What to do:
• A. In the article on plastic litter on Great Nicobar Island, what percentage of the litter was of Indian origin?
• B. Reproduce the passage of the article on plastic litter on Great Nicobar Island starting with "Mr. Sahu is" and going on through "major shipping route.", renaming "Malacca Strait" as "Strait of Malacca".

The pristine beaches of the Great Nicobar Island, India’s southernmost territory, are under threat from plastic. A survey of five beaches in the islands recorded the presence of plastic bottles.
Sixty of these were analysed and found to be of ‘non-Indian origin,’ according to researchers, whose findings appear in the latest edition of Current Science.
“Major portion of the litter (40.5%) was of Malaysian origin. It was followed by Indonesia (23.9%) and Thailand (16.3%). Other countries contributed a minor portion,” researchers Biraja Kumar Sahu and B. Baskar note in their study.
The litter of Indian origin only amounted to 2.2%, they said.
Mr. Sahu is affiliated to the CSIR-Institute of Minerals and Materials Technology and Mr. Baskar to the Mayo Clinic, Rochester in Minnesota, USA.
About 10 countries including India contributed to the plastic litter in the island. They were Malaysia, Indonesia, Thailand, Singapore, Philippines, Vietnam, India, Myanmar, China and Japan.
Proximity to island
The overwhelming contribution from Indonesia and Thailand was likely due to its proximity to the island; the plastic is likely to have made its way to the island because of water currents via the Malacca Strait, which is a major shipping route.

Data records:
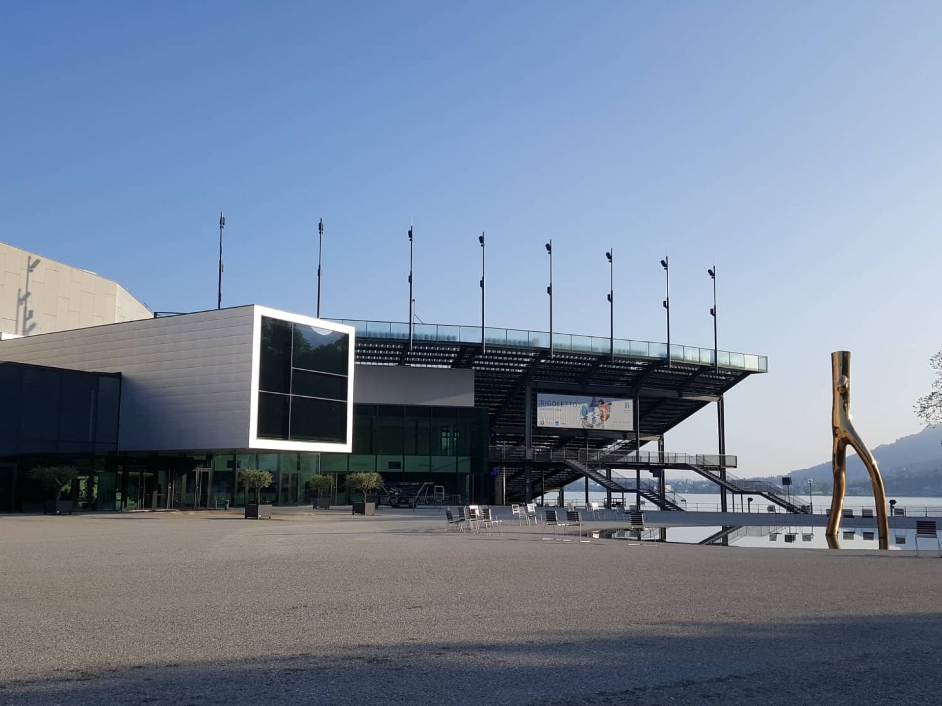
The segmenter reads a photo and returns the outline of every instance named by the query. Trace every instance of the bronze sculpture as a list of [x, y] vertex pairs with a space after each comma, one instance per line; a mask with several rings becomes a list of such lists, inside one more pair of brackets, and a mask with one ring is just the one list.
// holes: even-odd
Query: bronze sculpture
[[880, 549], [889, 549], [889, 521], [886, 519], [886, 491], [873, 454], [867, 448], [851, 421], [851, 351], [838, 350], [831, 354], [831, 378], [833, 385], [833, 404], [831, 406], [831, 428], [834, 432], [834, 493], [831, 496], [831, 516], [827, 521], [825, 537], [828, 546], [837, 548], [837, 531], [840, 529], [840, 516], [844, 506], [844, 493], [847, 489], [847, 447], [851, 445], [857, 452], [860, 460], [867, 466], [873, 486], [873, 501], [876, 503], [877, 534]]

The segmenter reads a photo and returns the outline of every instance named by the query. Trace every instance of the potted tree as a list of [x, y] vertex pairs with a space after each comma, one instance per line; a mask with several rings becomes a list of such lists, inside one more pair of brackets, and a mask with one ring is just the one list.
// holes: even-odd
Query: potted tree
[[376, 497], [370, 501], [370, 490], [382, 488], [382, 476], [375, 471], [366, 473], [347, 473], [347, 489], [363, 493], [363, 500], [353, 502], [354, 515], [375, 515]]
[[315, 494], [314, 509], [329, 510], [331, 508], [331, 490], [333, 489], [333, 476], [318, 473], [311, 478], [308, 484]]
[[271, 520], [271, 503], [262, 502], [262, 489], [271, 485], [273, 477], [270, 471], [259, 471], [257, 468], [247, 468], [242, 473], [242, 485], [246, 492], [255, 491], [255, 502], [245, 504], [246, 520]]
[[[29, 475], [41, 483], [52, 496], [46, 501], [46, 515], [72, 514], [72, 487], [78, 477], [78, 469], [74, 466], [37, 466]], [[69, 496], [65, 500], [62, 499], [63, 491]]]

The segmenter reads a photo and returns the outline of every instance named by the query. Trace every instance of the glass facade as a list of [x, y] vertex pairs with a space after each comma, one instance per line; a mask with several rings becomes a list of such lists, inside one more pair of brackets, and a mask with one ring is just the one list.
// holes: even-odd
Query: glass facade
[[263, 316], [258, 436], [346, 442], [349, 363], [346, 333]]
[[59, 499], [82, 509], [113, 506], [121, 375], [0, 363], [0, 512], [41, 510], [50, 490], [38, 466], [73, 466]]

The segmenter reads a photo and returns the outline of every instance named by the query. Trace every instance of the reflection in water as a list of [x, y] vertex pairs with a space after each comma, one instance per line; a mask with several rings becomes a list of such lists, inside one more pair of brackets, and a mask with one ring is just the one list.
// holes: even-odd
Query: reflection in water
[[[817, 531], [816, 531], [817, 530]], [[841, 538], [826, 537], [823, 527], [797, 526], [678, 526], [629, 530], [593, 531], [593, 538], [668, 541], [678, 544], [730, 545], [737, 547], [784, 547], [788, 549], [879, 549], [873, 529], [845, 528]], [[843, 541], [841, 541], [841, 539]], [[916, 550], [916, 530], [893, 528], [892, 550]]]

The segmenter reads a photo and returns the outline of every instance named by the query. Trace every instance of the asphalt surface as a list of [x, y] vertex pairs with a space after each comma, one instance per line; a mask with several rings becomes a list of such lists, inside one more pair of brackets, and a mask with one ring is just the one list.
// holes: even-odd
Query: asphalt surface
[[408, 510], [4, 516], [0, 704], [939, 704], [940, 579]]

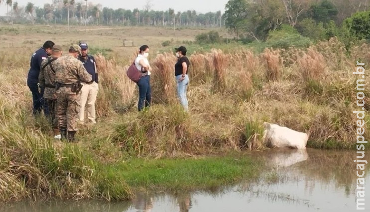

Results for the exercise:
• A. 2.2%

• B.
Mr. Sahu is affiliated to the CSIR-Institute of Minerals and Materials Technology and Mr. Baskar to the Mayo Clinic, Rochester in Minnesota, USA.
About 10 countries including India contributed to the plastic litter in the island. They were Malaysia, Indonesia, Thailand, Singapore, Philippines, Vietnam, India, Myanmar, China and Japan.
Proximity to island
The overwhelming contribution from Indonesia and Thailand was likely due to its proximity to the island; the plastic is likely to have made its way to the island because of water currents via the Strait of Malacca, which is a major shipping route.